BEGIN Exercise text
Each week the Tiller team answers a new question about our individual approaches to money, budgeting, and finances.
This week the question was “What book or piece of writing had a major influence on your financial mindset?”
Heather – Probably the nerdiest response from the team, but a book that really impacted my perceptions around money and spending was “Harry Potter.”
“The Sorcerer’s Stone” came out when I was in 6th or 7th grade. We lived in this really junky house in Middle Tennesee at that time, right next to section 8 housing. Our house was so poorly insulated we had to cover the windows with plastic in the winter to keep our heating costs down. I think back to how embarrassed I was about that.
When I tore through the first Harry Potter book and saw how he too came from poverty, (basically, because the Dursleys never gave him money, he lived in the dirty cupboard under the stairs, and wore his cousin’s too big second-hand clothes) I stopped feeling embarrassed about my situation.
When Hagrid came and saved him, and took him to the Gringotts bank, where it turns out he was actually a bazillionaire in the wizarding world because his parents left him all that gold, I started to think about life a little differently in the context of what’s really a “fortune.”
The biggest thing Harry Potter taught me about money was to be generous, and stay humble
The biggest thing Harry Potter taught me about money was to be generous, and stay humble. He was always giving out money when friends needed it, and he never flaunted the fact that he was actually extremely wealthy.
Edward – “Walden” most influenced my financial mindset.
END Exercise text
BEGIN Given data
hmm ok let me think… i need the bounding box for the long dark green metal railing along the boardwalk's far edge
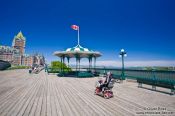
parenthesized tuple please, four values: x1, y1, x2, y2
(45, 67, 175, 81)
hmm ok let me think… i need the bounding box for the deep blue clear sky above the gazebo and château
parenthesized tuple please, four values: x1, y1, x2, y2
(0, 0, 175, 65)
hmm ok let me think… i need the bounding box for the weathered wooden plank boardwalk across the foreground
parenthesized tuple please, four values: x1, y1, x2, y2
(0, 70, 175, 116)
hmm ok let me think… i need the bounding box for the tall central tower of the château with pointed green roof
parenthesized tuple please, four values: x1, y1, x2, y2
(12, 31, 26, 55)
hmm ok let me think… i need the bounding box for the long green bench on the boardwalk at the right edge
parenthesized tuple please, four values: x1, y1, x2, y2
(137, 78, 175, 95)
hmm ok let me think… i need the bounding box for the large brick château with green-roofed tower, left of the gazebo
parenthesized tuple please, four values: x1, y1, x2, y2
(0, 31, 45, 66)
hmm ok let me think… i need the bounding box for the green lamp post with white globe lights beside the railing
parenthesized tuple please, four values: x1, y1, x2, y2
(119, 49, 127, 80)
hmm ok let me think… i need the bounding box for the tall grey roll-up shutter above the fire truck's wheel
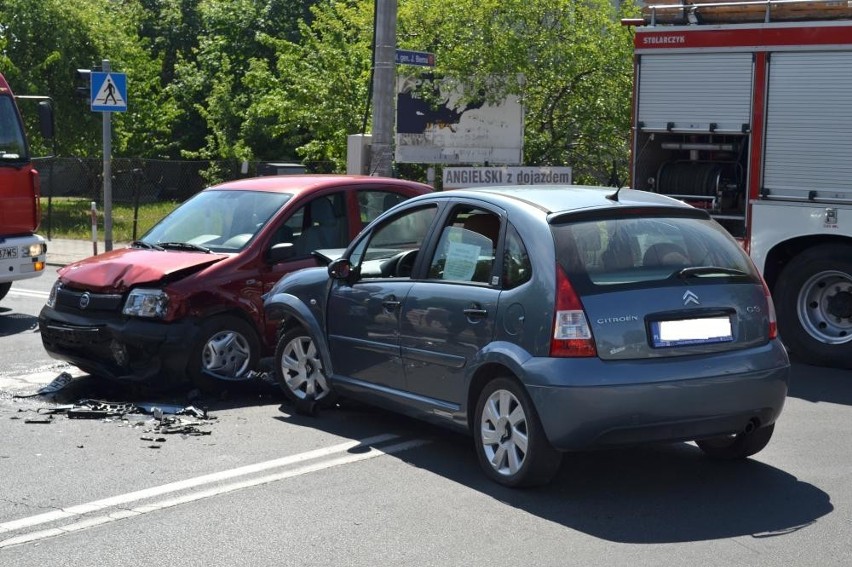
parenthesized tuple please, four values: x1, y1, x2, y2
(763, 50, 852, 200)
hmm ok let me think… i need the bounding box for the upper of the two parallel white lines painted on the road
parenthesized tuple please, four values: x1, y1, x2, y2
(0, 434, 399, 534)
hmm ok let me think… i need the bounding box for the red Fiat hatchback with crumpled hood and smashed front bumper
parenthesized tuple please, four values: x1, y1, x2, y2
(39, 175, 432, 388)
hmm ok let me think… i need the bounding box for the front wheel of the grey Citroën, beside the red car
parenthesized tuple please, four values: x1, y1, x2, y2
(273, 327, 337, 414)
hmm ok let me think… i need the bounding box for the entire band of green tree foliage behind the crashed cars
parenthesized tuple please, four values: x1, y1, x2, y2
(0, 0, 636, 183)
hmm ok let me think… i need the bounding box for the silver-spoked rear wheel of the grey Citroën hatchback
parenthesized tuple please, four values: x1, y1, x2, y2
(474, 377, 562, 487)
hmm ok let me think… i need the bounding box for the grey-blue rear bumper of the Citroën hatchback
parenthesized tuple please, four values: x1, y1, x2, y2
(527, 341, 789, 451)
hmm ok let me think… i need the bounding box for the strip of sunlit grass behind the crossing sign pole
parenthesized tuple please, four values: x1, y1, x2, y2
(39, 197, 180, 242)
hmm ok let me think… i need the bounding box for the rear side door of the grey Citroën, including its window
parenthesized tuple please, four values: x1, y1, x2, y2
(400, 204, 501, 405)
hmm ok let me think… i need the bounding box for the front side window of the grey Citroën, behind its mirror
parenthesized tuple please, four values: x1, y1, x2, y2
(349, 205, 438, 278)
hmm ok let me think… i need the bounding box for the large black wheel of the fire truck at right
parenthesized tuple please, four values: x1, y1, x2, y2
(774, 244, 852, 368)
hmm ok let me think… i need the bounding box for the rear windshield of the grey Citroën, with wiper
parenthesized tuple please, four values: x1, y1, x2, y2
(551, 217, 760, 293)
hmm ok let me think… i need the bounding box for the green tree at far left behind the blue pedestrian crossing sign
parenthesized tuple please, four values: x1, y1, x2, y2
(0, 0, 174, 156)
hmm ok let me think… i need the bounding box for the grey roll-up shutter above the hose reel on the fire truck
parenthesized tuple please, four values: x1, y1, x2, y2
(637, 53, 753, 133)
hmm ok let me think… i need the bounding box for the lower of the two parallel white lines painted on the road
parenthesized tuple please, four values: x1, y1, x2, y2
END Given data
> [Your tasks]:
[A] Condense the paragraph of the Tiller text that begins "“The Sorcerer’s Stone” came out" into a short bulleted list, keeping its main facts.
[B] Copy the Tiller text from "This week the" up to and including "about my situation.".
The records were taken from a separate source.

> [Responses in order]:
[A]
- Heather was in 6th or 7th grade when "The Sorcerer's Stone" came out.
- Her family then lived in a very run-down house next to section 8 housing.
- The house was so poorly insulated that they covered the windows with plastic in winter to keep heating costs down.
- Heather remembers feeling embarrassed about it.

[B]
This week the question was “What book or piece of writing had a major influence on your financial mindset?”
Heather – Probably the nerdiest response from the team, but a book that really impacted my perceptions around money and spending was “Harry Potter.”
“The Sorcerer’s Stone” came out when I was in 6th or 7th grade. We lived in this really junky house in Middle Tennesee at that time, right next to section 8 housing. Our house was so poorly insulated we had to cover the windows with plastic in the winter to keep our heating costs down. I think back to how embarrassed I was about that.
When I tore through the first Harry Potter book and saw how he too came from poverty, (basically, because the Dursleys never gave him money, he lived in the dirty cupboard under the stairs, and wore his cousin’s too big second-hand clothes) I stopped feeling embarrassed about my situation.